*Short problem*: Copy out the entries below word for word, from the line containing "Task: indicate the muddy" to the line containing "x=399 y=276", including both of those lines and nothing else.

★ ★ ★ ★

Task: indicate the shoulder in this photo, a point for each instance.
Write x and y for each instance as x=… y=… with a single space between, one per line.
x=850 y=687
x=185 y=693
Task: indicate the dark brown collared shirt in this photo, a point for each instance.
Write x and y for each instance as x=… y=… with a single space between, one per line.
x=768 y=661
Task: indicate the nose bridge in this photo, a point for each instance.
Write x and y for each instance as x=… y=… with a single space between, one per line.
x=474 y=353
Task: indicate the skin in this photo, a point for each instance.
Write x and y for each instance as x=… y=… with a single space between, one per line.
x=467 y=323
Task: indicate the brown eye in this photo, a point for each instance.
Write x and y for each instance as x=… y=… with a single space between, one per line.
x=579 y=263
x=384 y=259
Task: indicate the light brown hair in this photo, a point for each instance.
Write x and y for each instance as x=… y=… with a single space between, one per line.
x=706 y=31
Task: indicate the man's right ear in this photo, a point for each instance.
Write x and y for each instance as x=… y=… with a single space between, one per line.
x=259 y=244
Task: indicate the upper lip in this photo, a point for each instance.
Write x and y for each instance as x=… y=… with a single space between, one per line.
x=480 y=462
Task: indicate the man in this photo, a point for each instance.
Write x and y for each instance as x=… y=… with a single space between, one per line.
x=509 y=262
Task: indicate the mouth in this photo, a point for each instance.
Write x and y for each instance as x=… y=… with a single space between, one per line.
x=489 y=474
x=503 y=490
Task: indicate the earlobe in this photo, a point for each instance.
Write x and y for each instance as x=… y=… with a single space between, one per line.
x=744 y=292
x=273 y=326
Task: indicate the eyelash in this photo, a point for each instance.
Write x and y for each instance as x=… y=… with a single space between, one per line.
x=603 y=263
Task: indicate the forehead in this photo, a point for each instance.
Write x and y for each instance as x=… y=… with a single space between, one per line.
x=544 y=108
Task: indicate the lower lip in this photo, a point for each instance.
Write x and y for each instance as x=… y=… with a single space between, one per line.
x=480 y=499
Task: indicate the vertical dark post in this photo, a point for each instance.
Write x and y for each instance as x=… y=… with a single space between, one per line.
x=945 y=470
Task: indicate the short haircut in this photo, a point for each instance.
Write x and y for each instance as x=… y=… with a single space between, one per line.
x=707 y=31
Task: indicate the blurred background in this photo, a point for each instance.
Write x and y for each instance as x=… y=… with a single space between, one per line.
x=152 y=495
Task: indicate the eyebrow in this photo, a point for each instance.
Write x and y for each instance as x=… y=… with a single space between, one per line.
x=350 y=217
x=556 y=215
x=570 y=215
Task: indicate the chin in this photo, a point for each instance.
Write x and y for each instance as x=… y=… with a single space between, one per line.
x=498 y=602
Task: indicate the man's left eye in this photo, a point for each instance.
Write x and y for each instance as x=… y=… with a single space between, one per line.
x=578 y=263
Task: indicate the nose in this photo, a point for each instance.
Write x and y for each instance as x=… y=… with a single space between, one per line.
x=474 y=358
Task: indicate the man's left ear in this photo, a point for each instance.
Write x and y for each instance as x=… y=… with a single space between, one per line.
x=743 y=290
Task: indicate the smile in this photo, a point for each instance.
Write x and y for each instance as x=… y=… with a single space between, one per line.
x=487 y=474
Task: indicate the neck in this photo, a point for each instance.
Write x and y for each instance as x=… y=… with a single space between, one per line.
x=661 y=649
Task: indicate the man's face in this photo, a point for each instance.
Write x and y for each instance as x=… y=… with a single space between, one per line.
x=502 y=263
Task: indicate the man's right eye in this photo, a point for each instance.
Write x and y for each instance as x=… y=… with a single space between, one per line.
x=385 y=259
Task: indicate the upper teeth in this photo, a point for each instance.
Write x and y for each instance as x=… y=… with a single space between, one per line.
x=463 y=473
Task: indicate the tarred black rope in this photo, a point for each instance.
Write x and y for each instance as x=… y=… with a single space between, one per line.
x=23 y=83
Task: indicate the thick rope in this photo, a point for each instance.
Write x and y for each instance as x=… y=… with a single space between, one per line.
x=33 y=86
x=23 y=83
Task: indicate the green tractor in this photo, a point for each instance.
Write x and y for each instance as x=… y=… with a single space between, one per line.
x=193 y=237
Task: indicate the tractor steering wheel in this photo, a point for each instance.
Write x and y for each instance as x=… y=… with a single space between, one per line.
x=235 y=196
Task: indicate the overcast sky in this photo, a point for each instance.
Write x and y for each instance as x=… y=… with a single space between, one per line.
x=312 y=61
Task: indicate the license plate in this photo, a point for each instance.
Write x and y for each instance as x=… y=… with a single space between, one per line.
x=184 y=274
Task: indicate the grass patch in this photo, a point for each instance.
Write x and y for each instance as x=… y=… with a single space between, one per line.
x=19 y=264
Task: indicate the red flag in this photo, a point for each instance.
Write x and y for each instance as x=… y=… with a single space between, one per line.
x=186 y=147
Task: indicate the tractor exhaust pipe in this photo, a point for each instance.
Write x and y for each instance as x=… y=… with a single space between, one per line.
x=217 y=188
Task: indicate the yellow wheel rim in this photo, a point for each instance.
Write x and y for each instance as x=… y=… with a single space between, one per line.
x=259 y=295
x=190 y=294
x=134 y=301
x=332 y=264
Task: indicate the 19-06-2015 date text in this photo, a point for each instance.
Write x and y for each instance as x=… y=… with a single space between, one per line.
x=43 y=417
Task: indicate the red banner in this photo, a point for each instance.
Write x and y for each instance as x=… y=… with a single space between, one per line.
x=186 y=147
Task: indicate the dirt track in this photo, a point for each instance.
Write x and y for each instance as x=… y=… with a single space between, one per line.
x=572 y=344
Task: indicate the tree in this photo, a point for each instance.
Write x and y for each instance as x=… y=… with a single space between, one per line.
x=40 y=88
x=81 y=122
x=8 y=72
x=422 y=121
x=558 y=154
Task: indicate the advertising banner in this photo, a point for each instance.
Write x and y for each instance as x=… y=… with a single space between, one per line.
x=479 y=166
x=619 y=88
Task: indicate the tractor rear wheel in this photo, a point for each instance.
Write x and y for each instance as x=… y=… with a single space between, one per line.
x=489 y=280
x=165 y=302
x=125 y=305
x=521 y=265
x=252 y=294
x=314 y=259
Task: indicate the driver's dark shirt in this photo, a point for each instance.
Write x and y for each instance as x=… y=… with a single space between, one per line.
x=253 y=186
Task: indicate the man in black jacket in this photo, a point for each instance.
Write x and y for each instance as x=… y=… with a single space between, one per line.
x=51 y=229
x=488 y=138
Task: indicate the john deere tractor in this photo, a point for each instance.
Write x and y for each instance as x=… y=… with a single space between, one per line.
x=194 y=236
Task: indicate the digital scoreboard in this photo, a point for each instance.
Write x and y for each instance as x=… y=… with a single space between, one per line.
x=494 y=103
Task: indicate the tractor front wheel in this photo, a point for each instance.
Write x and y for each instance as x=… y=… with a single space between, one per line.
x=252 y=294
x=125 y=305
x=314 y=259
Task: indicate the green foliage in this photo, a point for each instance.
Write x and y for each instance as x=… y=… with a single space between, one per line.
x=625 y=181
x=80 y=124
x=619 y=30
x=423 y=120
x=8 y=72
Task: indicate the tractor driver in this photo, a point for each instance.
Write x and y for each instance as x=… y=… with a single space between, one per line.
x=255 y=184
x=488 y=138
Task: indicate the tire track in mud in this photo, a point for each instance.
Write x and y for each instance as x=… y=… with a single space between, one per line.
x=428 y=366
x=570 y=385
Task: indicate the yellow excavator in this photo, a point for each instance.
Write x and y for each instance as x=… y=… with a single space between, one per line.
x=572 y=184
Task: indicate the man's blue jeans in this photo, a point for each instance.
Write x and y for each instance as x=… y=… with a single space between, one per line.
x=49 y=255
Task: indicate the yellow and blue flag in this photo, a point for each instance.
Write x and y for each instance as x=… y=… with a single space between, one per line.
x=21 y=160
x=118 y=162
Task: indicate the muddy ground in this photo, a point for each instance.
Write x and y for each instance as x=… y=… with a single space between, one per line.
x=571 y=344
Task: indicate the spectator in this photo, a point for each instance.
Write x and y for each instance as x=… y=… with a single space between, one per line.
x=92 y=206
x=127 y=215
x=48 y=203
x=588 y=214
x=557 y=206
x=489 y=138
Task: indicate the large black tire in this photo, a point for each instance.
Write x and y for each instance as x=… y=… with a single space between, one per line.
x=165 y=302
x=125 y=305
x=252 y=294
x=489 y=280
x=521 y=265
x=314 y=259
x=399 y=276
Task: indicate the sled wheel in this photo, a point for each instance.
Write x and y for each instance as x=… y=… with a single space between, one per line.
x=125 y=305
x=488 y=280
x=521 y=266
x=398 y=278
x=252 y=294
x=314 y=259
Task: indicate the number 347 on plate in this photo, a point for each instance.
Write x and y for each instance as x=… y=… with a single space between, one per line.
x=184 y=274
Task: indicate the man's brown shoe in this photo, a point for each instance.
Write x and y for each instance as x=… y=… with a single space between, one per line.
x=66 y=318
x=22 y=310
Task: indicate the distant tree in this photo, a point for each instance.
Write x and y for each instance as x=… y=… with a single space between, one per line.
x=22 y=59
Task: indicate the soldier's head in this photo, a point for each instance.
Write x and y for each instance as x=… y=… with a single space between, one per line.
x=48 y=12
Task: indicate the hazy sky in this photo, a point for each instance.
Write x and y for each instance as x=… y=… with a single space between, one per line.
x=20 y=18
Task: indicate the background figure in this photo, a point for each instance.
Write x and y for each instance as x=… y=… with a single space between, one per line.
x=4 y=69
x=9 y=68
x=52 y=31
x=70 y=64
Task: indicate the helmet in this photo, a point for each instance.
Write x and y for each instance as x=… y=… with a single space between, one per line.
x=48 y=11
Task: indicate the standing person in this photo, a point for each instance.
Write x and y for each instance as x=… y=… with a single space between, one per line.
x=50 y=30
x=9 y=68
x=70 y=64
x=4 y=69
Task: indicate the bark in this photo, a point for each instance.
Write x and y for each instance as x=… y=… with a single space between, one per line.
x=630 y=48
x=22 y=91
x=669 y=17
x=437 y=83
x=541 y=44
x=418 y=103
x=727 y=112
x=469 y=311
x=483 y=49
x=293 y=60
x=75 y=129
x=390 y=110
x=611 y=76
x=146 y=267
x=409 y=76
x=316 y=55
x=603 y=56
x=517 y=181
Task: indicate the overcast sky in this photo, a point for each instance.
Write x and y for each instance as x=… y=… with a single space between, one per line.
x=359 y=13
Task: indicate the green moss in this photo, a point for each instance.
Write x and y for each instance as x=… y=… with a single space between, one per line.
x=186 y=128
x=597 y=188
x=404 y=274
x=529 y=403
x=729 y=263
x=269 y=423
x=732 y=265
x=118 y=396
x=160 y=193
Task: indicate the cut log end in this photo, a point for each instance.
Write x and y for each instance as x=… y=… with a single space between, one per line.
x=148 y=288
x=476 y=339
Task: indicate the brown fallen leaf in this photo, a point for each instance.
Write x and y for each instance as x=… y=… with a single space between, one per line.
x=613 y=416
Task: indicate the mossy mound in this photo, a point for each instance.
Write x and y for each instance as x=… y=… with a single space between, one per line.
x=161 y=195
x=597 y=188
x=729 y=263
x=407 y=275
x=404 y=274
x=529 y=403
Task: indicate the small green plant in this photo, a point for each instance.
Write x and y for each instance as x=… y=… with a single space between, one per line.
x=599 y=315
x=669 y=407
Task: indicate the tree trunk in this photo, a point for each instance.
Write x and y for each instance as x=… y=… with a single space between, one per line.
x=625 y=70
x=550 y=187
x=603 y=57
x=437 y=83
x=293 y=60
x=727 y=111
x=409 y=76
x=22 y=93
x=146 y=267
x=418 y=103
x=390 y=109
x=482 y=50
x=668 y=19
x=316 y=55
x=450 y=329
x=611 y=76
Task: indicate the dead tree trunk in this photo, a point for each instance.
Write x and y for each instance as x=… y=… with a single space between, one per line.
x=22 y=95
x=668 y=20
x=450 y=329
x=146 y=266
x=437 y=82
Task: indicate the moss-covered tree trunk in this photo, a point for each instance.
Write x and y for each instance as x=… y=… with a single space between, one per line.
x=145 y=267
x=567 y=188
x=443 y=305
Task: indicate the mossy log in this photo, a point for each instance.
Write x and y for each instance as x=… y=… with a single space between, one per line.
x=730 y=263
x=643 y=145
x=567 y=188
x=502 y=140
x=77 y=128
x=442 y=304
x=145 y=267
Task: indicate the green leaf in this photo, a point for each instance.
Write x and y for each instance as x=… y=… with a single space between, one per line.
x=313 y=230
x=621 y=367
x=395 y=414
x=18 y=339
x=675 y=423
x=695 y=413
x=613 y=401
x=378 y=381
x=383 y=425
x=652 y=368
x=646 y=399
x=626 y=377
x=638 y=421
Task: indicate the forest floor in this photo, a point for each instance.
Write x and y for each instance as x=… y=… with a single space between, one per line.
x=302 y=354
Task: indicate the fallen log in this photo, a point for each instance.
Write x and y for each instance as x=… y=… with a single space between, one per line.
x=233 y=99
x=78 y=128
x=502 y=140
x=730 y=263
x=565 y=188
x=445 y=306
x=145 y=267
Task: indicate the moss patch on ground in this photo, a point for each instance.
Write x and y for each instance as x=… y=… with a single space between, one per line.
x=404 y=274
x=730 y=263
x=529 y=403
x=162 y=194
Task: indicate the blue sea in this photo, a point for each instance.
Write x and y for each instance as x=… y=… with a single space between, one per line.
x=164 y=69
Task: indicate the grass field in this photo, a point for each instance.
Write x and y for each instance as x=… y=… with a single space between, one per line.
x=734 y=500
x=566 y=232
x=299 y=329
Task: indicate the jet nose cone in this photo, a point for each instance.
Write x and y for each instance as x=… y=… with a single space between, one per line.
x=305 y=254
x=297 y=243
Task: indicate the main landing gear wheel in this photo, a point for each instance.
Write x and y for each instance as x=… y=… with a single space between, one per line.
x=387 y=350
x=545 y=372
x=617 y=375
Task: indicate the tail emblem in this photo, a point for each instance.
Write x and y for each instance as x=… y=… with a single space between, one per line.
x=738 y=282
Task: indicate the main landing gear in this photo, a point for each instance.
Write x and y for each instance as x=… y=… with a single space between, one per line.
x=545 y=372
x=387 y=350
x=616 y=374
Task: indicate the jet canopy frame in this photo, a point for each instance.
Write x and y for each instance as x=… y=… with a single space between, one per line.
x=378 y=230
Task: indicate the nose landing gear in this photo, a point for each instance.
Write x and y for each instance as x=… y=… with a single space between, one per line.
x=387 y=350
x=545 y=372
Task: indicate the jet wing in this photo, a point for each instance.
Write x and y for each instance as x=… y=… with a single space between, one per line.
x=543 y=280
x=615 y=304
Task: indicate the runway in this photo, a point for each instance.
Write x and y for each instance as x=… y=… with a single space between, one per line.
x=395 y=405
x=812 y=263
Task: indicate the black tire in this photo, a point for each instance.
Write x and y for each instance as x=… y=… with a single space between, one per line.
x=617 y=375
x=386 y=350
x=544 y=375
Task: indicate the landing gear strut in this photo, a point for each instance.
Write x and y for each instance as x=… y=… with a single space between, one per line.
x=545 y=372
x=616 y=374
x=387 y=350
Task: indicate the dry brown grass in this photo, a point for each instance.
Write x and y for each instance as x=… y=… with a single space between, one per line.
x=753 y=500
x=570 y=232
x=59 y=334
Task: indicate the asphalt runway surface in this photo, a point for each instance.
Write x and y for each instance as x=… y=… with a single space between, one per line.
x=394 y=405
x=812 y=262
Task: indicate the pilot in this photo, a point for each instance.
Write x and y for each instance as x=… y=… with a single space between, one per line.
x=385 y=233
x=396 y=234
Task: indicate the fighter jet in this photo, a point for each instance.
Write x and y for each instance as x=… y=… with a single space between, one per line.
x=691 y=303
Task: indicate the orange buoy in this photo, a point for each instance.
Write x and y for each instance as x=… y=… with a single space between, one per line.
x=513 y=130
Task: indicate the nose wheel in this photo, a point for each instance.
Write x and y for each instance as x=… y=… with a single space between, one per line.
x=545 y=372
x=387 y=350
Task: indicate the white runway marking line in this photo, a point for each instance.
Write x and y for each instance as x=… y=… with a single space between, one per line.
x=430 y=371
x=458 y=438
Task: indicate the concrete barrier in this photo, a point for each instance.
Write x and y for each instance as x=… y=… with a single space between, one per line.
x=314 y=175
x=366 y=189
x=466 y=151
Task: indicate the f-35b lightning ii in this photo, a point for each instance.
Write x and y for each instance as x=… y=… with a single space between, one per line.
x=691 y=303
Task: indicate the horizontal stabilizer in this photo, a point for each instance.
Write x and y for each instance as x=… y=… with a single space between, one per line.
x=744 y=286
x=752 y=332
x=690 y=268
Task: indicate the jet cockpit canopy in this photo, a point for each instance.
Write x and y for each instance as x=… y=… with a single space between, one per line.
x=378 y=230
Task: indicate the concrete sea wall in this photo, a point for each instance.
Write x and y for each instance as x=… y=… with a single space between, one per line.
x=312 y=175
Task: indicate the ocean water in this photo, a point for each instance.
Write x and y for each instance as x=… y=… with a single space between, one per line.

★ ★ ★ ★

*The result*:
Task: indicate the muddy ground in this photo, a point for each instance.
Write x and y for each instance as x=… y=… with a single space between, one per line.
x=571 y=344
Task: indicate the spectator in this photo, a point for each instance.
Write x and y for each instance as x=… y=… with a single space between, one per line.
x=92 y=206
x=127 y=215
x=48 y=203
x=588 y=214
x=557 y=206
x=489 y=138
Task: indicate the large black tire in this photo, a point for each instance.
Write x and y for each instance as x=… y=… with a single space between, one per line.
x=165 y=302
x=125 y=305
x=252 y=294
x=489 y=280
x=521 y=265
x=314 y=259
x=399 y=276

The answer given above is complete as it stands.